— Start —

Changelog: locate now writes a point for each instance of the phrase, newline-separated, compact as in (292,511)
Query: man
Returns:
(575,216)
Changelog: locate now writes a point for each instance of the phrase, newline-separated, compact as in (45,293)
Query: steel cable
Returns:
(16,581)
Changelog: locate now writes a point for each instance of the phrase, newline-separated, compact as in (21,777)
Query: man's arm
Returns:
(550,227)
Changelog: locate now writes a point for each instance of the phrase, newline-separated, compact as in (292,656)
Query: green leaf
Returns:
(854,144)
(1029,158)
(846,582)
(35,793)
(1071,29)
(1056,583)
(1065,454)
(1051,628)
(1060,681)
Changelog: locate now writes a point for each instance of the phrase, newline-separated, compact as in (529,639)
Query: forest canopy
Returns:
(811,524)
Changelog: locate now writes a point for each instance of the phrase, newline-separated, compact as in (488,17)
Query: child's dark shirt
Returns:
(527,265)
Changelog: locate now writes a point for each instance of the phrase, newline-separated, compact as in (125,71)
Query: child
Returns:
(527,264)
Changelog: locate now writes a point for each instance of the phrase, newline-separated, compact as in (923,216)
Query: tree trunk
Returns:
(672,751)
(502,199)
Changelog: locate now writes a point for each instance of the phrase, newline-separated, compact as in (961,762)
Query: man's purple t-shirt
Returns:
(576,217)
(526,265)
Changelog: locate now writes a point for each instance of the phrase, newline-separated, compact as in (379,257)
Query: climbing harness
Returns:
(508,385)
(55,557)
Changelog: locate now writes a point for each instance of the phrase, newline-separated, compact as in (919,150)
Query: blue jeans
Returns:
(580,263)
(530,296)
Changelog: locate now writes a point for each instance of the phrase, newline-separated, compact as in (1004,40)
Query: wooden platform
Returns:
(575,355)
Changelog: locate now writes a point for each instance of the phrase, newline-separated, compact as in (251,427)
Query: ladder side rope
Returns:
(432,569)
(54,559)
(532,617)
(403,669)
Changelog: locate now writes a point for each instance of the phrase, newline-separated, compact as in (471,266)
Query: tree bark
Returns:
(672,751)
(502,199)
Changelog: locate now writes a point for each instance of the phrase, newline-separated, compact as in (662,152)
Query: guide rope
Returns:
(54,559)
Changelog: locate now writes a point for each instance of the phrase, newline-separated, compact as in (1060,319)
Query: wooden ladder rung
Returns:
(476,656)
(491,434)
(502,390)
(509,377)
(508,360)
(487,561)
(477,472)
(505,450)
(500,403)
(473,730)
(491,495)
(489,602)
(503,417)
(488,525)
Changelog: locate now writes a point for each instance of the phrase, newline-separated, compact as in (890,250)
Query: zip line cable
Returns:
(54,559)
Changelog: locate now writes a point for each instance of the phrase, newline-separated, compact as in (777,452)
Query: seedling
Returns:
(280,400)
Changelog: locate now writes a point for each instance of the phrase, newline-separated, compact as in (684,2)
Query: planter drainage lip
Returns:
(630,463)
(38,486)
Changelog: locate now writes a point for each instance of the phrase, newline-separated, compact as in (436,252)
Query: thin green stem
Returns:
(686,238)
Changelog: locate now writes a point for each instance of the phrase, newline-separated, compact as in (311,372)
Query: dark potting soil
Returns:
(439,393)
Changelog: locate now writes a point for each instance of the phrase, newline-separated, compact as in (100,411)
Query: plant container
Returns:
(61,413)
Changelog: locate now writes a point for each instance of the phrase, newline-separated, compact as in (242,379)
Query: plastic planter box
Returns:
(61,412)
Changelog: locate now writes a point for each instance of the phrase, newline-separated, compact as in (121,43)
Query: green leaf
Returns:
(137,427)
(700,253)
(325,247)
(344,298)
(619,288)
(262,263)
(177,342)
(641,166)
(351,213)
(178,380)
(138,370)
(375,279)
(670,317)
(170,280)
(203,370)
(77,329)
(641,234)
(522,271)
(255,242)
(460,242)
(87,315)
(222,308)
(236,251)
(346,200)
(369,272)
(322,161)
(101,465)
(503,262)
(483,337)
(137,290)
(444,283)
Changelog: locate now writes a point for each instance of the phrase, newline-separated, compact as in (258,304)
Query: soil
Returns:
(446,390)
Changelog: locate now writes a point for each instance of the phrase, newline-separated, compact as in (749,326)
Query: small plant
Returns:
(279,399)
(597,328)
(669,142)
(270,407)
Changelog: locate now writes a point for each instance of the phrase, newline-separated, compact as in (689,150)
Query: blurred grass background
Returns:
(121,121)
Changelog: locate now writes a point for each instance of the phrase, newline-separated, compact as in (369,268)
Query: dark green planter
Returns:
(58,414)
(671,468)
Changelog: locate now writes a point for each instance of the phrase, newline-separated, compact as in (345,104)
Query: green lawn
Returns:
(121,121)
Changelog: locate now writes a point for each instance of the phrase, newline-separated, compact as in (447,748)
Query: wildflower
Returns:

— End —

What is being asked
Above are some records. Print them all exactly.

Written response
Changelog: locate now writes a point for each instance of the phrase, newline-separated, compact as in (292,511)
Query: man
Returns:
(575,216)
Changelog: locate now writes a point for each instance of the phrase, newline-separated, compact as in (45,293)
Query: steel cable
Returns:
(16,581)
Changelog: locate now writes a point for each instance of the phrase, newline-separated, compact as in (21,777)
Query: man's arm
Returns:
(550,227)
Changelog: locate now writes a point for each instance of the phrase, newline-separated, compact as in (292,656)
Query: green leaf
Returns:
(854,144)
(1029,158)
(846,582)
(35,793)
(1071,29)
(1056,583)
(1065,454)
(1051,628)
(1060,681)
Changelog: locate now writes a point for each instance of the phrase, newline-separated, compact as in (529,639)
Query: forest canopy
Returns:
(811,524)
Changelog: locate now writes a point for each instance of the phrase, newline-separated, compact as in (488,17)
Query: child's dark shirt
Returns:
(527,265)
Changelog: locate now writes a point for each instance of the phrase, newline-separated, compact as in (125,71)
Query: child
Returns:
(527,264)
Changelog: locate now writes a point for each instance of the phrase, newline-separated, compact as in (923,216)
Query: tree trunk
Returns:
(672,751)
(502,199)
Changelog: locate now writes a point for each instance of the phrase, newline-separated, compact as in (961,762)
Query: man's purple t-shirt
Returns:
(576,217)
(526,265)
Changelog: locate now writes a point for each instance of the phrase, newline-separated, compact as in (379,257)
Query: climbing harness
Returns:
(508,385)
(55,557)
Changelog: locate now writes a point for each instance of the phrase, newline-separated, compact as in (919,150)
Query: blue jeans
Returns:
(580,263)
(530,296)
Changelog: locate now writes a point for each instance of the phrase, newline-separated, compact as in (1004,40)
Query: wooden platform
Returns:
(575,355)
Changelog: locate now writes a point for each instance of the phrase, newline-separated, compact as in (251,427)
Query: ladder side rope
Returns:
(432,569)
(54,559)
(532,617)
(403,669)
Changelog: locate now writes a point for each instance of the phrase, newline-separated, compact as in (471,266)
Query: tree bark
Returns:
(672,751)
(502,199)
Changelog: locate now writes a point for each instance of the phrase, newline-separated, compact as in (662,152)
Query: guide rope
Returns:
(54,559)
Changelog: locate now writes a point for each instance of the phrase, newline-separated, compact as in (1060,319)
Query: wooden ladder rung
Returns:
(476,656)
(491,434)
(502,390)
(509,377)
(508,360)
(487,561)
(477,472)
(505,450)
(500,403)
(473,730)
(491,495)
(489,602)
(503,417)
(488,525)
Changelog: locate now writes a point for each instance of the phrase, newline-separated, compact as in (890,250)
Query: zip line cable
Returns:
(54,559)
Changelog: locate now writes a point for each instance of the phrase, newline-separated, compact as in (777,452)
Query: seedling
Returns:
(280,400)
Changelog: locate now writes a point for each instance of the phrase, newline-separated, compact as in (684,2)
Query: planter drainage lip
Returns:
(630,463)
(38,486)
Changelog: locate now writes a point for each instance of the phrase, newline-separated, compact as in (436,252)
Query: thin green stem
Returns:
(686,238)
Changelog: locate now writes a point for each instance of the phrase, newline-separated, compact as in (311,372)
Query: dark potting soil
Returns:
(439,393)
Changelog: locate now writes a point for each instance of the phrase, newline-separated, compact as in (100,411)
Query: plant container
Returns:
(61,413)
Changelog: locate now writes a point for each instance of the phrase, newline-separated, compact as in (242,379)
Query: plastic planter box
Returns:
(61,412)
Changelog: locate now writes a point for each instance of the phrase, newline-separated, compact as in (121,43)
Query: green leaf
Returns:
(137,427)
(700,253)
(325,247)
(344,298)
(619,288)
(262,263)
(177,342)
(641,166)
(351,213)
(178,380)
(138,370)
(375,279)
(670,317)
(170,280)
(203,370)
(77,329)
(641,234)
(522,271)
(255,242)
(460,242)
(87,315)
(222,308)
(236,251)
(346,200)
(369,272)
(322,161)
(101,465)
(503,262)
(483,337)
(137,290)
(444,283)
Changelog: locate now writes a point for each instance of the phrase, newline-separated, compact as in (258,304)
Query: soil
Returns:
(446,390)
Changelog: locate now writes a point for each instance of the phrase, newline-separated, compact as in (749,326)
Query: small plant
Returns:
(279,399)
(597,328)
(669,142)
(270,407)
Changelog: locate now writes a point for each instance of the phrase, newline-separated, compact as in (689,150)
Query: blurred grass background
Returns:
(121,121)
Changelog: locate now writes a point for each instance of the phrase, newline-separated, compact as in (369,268)
Query: dark green planter
Returns:
(58,414)
(671,468)
Changelog: locate now writes a point for each instance of the phrase, newline-separated, compact as in (345,104)
Query: green lawn
Returns:
(121,121)
Changelog: locate now writes a point for each instance of the phrase, newline-separated, compact as in (447,748)
Query: wildflower
Returns:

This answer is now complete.